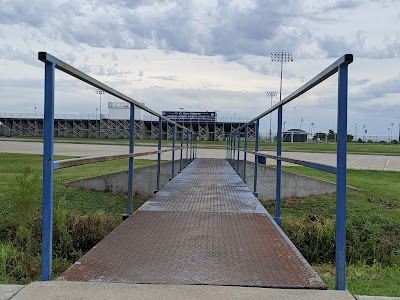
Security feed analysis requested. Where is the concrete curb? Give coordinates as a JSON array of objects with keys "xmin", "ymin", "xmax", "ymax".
[{"xmin": 0, "ymin": 284, "xmax": 25, "ymax": 300}]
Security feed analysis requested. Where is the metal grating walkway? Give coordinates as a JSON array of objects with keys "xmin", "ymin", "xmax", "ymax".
[{"xmin": 60, "ymin": 159, "xmax": 327, "ymax": 289}]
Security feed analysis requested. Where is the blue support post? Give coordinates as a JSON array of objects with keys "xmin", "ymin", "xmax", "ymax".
[
  {"xmin": 243, "ymin": 125, "xmax": 248, "ymax": 183},
  {"xmin": 157, "ymin": 117, "xmax": 162, "ymax": 192},
  {"xmin": 275, "ymin": 106, "xmax": 282, "ymax": 225},
  {"xmin": 225, "ymin": 136, "xmax": 229, "ymax": 160},
  {"xmin": 189, "ymin": 132, "xmax": 193, "ymax": 162},
  {"xmin": 232, "ymin": 133, "xmax": 236, "ymax": 168},
  {"xmin": 194, "ymin": 134, "xmax": 198, "ymax": 158},
  {"xmin": 236, "ymin": 129, "xmax": 240, "ymax": 176},
  {"xmin": 253, "ymin": 119, "xmax": 260, "ymax": 197},
  {"xmin": 229, "ymin": 133, "xmax": 233, "ymax": 164},
  {"xmin": 179, "ymin": 128, "xmax": 185, "ymax": 172},
  {"xmin": 185, "ymin": 132, "xmax": 189, "ymax": 167},
  {"xmin": 171, "ymin": 124, "xmax": 176, "ymax": 179},
  {"xmin": 41, "ymin": 62, "xmax": 55, "ymax": 281},
  {"xmin": 126, "ymin": 104, "xmax": 135, "ymax": 216},
  {"xmin": 336, "ymin": 64, "xmax": 348, "ymax": 290}
]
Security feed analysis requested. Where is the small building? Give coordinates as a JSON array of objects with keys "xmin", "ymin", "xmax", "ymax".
[{"xmin": 282, "ymin": 129, "xmax": 308, "ymax": 143}]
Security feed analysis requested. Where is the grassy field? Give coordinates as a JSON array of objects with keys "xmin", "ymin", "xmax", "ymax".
[
  {"xmin": 263, "ymin": 166, "xmax": 400, "ymax": 296},
  {"xmin": 3, "ymin": 137, "xmax": 400, "ymax": 155},
  {"xmin": 0, "ymin": 153, "xmax": 155, "ymax": 284},
  {"xmin": 0, "ymin": 153, "xmax": 400, "ymax": 296}
]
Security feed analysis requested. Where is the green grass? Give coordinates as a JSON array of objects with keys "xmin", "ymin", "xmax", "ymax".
[
  {"xmin": 0, "ymin": 153, "xmax": 400, "ymax": 296},
  {"xmin": 269, "ymin": 166, "xmax": 400, "ymax": 221},
  {"xmin": 0, "ymin": 153, "xmax": 156, "ymax": 284},
  {"xmin": 0, "ymin": 153, "xmax": 159, "ymax": 218},
  {"xmin": 313, "ymin": 262, "xmax": 400, "ymax": 297},
  {"xmin": 263, "ymin": 166, "xmax": 400, "ymax": 296},
  {"xmin": 3, "ymin": 137, "xmax": 400, "ymax": 155}
]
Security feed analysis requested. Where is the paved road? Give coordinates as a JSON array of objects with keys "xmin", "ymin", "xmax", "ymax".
[{"xmin": 0, "ymin": 140, "xmax": 400, "ymax": 171}]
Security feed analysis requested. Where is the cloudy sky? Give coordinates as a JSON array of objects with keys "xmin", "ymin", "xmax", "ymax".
[{"xmin": 0, "ymin": 0, "xmax": 400, "ymax": 138}]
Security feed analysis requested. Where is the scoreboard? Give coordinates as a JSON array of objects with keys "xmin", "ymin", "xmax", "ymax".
[{"xmin": 162, "ymin": 111, "xmax": 217, "ymax": 123}]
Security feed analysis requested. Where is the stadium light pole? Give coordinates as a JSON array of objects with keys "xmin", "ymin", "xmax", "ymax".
[
  {"xmin": 390, "ymin": 123, "xmax": 394, "ymax": 142},
  {"xmin": 397, "ymin": 117, "xmax": 400, "ymax": 143},
  {"xmin": 96, "ymin": 89, "xmax": 105, "ymax": 119},
  {"xmin": 265, "ymin": 91, "xmax": 278, "ymax": 143},
  {"xmin": 293, "ymin": 106, "xmax": 296, "ymax": 129},
  {"xmin": 271, "ymin": 52, "xmax": 293, "ymax": 125}
]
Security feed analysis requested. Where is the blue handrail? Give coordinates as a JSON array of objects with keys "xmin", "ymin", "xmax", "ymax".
[
  {"xmin": 38, "ymin": 52, "xmax": 197, "ymax": 281},
  {"xmin": 227, "ymin": 54, "xmax": 353, "ymax": 290}
]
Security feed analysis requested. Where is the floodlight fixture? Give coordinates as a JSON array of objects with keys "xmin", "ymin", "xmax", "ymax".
[
  {"xmin": 265, "ymin": 91, "xmax": 278, "ymax": 142},
  {"xmin": 95, "ymin": 89, "xmax": 106, "ymax": 120},
  {"xmin": 271, "ymin": 52, "xmax": 293, "ymax": 102}
]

What the task requires: Reproduce the data verbatim, from the line containing "Security feed analysis requested. Where is the floodlight" through the end of the data, inclusive.

Answer for the task:
Security feed analysis requested. Where is the floodlight fixture? Give coordinates as a JSON array of objects with keys "xmin", "ymin", "xmax", "ymax".
[
  {"xmin": 265, "ymin": 91, "xmax": 278, "ymax": 142},
  {"xmin": 95, "ymin": 89, "xmax": 106, "ymax": 120},
  {"xmin": 271, "ymin": 52, "xmax": 293, "ymax": 102}
]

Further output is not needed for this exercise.